*Brief 1*.
Rewrite the part of the passage about a family in an Ecuadorian ice cream shop, everything from "I replied that" down to "question was requiring.", with "pale-skinned" changed to "fair-skinned".
*Brief 2*.
Copy out the records word for word, everything from the line containing "subject: distant ridge" down to the last line of the records, both ends included.

*Source passage*.
********

My husband, Matt, our kids, and I were sitting at the counter of an ice cream shop licking away, trying to keep the sweet cream from running down our arms, and enjoying watching people hurrying up and down the busy avenue. A woman walked into the shop and without stopping to buy anything said to me, "Those are not your children, are they?"
I turned to face her slowly, appalled at the rudeness of that question. So appalled was I and so busy thinking of a response that it took me a second to process two important things about my situation. First, the question was asked in Spanish, which meant I was probably not in South Carolina, where we live. Second, the street was too busy with pedestrians to be the Small Town, USA, I had left just a few hours ago. Once I remembered that we had just arrived to my hometown of Quito, Ecuador, the night before, I was able to understand this question better and be more compassionate toward the intruder.
You see, in Ecuador, adoption is simply not the norm. The economic situation and the cultural understanding that families take care of their own make formal adoption a rare occurrence. Transracial adoption is even more of an oddity. Add that to the fact that, in Ecuadorian culture, people are much more inclined to ask questions and make comments to strangers that would appall people from other cultures, and it is understandable how this conversation started.
I replied that yes, my children are my children, hoping the woman would let the issue drop.
"OK, maybe they are yours, but they are not his!" she insisted, nodding toward my pale-skinned, green-eyed husband.
"Yes, they are ours," I insisted over and over again for the next few minutes, stubbornly refusing to give more explanation than what the question was requiring.
"Come on, they are not really yours. You are lying!" she insisted.
"These are my children. All mine," I refuted.
"But they must be adopted then," she pursued.

********

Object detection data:

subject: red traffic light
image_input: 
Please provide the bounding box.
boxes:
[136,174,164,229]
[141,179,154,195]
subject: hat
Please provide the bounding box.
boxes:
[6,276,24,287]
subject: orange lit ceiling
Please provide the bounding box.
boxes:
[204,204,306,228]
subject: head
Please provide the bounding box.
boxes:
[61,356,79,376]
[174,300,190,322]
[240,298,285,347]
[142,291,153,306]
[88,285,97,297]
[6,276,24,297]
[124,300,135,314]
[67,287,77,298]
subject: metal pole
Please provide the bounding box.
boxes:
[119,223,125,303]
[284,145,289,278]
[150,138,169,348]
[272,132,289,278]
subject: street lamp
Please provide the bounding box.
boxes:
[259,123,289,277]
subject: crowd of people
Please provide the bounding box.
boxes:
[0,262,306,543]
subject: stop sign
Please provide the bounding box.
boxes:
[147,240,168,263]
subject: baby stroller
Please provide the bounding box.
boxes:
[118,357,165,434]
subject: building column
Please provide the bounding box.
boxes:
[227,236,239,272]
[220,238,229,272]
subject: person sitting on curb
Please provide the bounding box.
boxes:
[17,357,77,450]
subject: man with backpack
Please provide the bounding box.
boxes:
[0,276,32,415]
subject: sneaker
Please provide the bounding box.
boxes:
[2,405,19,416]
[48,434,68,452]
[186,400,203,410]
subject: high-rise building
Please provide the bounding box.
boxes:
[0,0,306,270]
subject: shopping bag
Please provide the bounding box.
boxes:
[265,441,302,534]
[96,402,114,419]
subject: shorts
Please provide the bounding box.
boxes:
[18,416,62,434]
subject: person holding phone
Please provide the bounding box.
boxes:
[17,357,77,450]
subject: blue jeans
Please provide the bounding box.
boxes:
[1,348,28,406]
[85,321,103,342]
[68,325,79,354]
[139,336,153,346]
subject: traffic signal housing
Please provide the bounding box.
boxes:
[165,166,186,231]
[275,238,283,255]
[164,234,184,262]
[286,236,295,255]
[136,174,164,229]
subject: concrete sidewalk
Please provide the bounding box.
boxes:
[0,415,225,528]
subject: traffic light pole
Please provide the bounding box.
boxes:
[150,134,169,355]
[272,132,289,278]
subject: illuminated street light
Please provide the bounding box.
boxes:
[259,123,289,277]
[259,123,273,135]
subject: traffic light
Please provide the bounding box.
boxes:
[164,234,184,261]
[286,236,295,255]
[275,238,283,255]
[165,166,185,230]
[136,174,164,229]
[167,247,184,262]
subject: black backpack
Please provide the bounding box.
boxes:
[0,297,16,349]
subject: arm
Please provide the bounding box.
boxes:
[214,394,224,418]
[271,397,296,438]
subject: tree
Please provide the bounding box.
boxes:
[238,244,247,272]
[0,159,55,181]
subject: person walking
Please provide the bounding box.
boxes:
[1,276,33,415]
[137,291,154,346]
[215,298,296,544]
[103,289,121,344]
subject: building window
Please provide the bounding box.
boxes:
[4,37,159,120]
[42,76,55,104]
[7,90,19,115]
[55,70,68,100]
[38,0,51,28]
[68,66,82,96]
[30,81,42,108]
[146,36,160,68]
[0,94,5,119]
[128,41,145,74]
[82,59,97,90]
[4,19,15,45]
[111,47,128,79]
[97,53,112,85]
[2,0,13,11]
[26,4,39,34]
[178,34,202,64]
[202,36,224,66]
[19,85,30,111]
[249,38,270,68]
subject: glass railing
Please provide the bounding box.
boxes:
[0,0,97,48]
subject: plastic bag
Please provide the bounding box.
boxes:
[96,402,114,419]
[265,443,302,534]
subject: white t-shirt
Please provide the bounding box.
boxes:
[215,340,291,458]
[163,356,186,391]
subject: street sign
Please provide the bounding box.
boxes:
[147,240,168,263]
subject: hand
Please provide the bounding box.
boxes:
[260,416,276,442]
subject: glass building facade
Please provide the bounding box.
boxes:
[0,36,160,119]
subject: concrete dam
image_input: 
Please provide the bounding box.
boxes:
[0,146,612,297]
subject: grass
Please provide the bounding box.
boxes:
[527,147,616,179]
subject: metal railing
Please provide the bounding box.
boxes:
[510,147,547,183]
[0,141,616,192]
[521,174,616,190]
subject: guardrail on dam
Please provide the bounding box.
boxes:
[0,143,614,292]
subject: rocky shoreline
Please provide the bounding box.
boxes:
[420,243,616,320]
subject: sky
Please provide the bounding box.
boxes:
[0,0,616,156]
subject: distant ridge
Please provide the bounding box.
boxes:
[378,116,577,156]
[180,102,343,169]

********

*Answer 1*.
I replied that yes, my children are my children, hoping the woman would let the issue drop.
"OK, maybe they are yours, but they are not his!" she insisted, nodding toward my fair-skinned, green-eyed husband.
"Yes, they are ours," I insisted over and over again for the next few minutes, stubbornly refusing to give more explanation than what the question was requiring.

*Answer 2*.
subject: distant ridge
Please provide the bounding box.
boxes:
[378,116,577,156]
[180,102,343,169]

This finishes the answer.